# Provided records

^^^^^^^^

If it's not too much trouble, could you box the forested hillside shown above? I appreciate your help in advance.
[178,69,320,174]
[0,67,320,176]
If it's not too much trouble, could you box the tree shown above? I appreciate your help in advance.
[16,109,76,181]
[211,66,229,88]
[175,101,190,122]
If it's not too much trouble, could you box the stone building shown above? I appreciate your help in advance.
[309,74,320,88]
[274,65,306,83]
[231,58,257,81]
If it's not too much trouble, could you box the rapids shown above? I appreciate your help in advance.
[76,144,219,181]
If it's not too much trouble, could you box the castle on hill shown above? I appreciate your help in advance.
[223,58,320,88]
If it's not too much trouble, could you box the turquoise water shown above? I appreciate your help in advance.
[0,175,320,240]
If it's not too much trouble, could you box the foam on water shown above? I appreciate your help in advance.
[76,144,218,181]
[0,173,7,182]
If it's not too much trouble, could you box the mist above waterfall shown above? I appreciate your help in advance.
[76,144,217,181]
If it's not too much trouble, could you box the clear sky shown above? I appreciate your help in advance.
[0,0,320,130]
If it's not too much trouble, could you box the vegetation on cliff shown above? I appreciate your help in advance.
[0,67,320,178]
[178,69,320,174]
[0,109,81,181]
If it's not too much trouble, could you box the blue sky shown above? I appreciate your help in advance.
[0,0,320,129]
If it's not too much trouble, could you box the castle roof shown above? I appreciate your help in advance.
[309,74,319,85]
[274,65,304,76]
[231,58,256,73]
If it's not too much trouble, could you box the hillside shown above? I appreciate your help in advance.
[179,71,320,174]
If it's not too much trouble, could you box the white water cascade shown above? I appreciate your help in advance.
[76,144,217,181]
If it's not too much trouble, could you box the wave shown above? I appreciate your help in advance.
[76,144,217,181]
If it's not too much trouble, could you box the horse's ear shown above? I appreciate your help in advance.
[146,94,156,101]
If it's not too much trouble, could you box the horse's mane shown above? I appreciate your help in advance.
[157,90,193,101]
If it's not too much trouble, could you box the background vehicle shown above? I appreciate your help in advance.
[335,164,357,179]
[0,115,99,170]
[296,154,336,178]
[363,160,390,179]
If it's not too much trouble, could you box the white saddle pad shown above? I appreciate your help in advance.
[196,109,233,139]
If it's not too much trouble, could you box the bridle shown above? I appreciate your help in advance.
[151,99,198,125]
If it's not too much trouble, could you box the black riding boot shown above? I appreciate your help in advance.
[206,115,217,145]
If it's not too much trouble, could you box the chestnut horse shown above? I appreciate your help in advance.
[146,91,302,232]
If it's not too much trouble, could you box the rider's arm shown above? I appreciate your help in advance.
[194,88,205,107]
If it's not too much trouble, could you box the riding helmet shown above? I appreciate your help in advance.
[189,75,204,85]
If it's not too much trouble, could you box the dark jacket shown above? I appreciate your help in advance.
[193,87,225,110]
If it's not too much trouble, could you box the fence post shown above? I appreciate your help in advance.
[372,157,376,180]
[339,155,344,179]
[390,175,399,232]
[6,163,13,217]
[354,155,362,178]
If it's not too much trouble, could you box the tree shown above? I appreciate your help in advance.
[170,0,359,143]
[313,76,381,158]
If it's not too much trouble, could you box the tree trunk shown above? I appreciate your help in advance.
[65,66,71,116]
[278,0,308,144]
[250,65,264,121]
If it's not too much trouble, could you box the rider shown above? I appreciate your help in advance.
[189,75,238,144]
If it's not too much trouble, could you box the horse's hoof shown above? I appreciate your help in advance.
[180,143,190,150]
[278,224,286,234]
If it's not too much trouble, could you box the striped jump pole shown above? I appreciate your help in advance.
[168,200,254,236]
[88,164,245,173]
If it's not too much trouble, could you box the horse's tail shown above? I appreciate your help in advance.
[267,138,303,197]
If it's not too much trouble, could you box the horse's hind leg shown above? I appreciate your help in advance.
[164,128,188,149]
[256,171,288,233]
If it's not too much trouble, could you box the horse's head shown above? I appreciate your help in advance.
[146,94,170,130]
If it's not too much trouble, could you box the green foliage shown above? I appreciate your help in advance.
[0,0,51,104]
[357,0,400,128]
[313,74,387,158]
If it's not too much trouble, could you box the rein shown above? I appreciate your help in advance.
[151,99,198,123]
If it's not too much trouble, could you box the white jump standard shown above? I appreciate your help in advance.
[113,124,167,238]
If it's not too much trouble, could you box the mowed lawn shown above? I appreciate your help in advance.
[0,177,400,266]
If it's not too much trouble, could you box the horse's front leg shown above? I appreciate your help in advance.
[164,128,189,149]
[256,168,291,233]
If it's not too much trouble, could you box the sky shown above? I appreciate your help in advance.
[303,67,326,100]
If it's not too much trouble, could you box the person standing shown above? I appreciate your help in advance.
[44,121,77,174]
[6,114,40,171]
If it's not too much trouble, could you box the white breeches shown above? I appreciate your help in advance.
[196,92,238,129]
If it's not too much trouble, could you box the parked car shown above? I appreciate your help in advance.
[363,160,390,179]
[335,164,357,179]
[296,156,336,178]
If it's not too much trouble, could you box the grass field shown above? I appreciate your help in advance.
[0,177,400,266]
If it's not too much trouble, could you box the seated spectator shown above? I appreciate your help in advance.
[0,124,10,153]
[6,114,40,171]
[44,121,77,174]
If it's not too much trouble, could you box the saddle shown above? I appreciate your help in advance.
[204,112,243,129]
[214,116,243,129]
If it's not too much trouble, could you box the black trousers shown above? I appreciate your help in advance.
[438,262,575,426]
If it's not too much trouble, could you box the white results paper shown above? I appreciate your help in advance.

^^^^^^^^

# The request
Express the listing as a JSON list of strings, one string per line, beginning with its first line and continuing through the line containing "[0,0,320,129]", with both ends included. Leave out any blank lines.

# Response for this exercise
[
  "If it's not too much trouble, could you box the forested hillside shown above? I appreciate your help in advance.",
  "[178,69,320,174]",
  "[0,67,320,176]",
  "If it's not too much trouble, could you box the tree shown above? I appreciate your help in advance.",
  "[16,109,76,181]",
  "[211,66,229,88]",
  "[175,101,190,122]",
  "If it's not too much trouble, could you box the stone building shown above? I appreciate your help in advance.",
  "[309,74,320,88]",
  "[274,65,306,83]",
  "[231,58,257,81]",
  "If it's not too much trouble, could you box the rapids shown above? I appreciate your help in advance.",
  "[76,144,219,181]",
  "If it's not too much trouble, could you box the castle on hill shown above? I appreciate your help in advance.",
  "[223,58,320,88]",
  "If it's not too much trouble, could you box the turquoise water shown above? I appreciate your help in advance.",
  "[0,175,320,240]",
  "If it's not too much trouble, could you box the foam on water shown above? I appreciate your help in advance.",
  "[76,144,218,181]",
  "[0,173,7,182]",
  "If it's not too much trouble, could you box the mist above waterfall shown above? I appreciate your help in advance.",
  "[76,144,217,181]",
  "If it's not too much trouble, could you box the clear sky shown above? I appreciate your help in advance.",
  "[0,0,320,130]",
  "If it's not too much trouble, could you box the vegetation on cliff shown above? I appreciate your help in advance.",
  "[0,67,320,178]",
  "[178,69,320,174]",
  "[0,109,81,181]",
  "If it's not too much trouble, could you box the blue sky shown above? I appreciate your help in advance.",
  "[0,0,320,129]"
]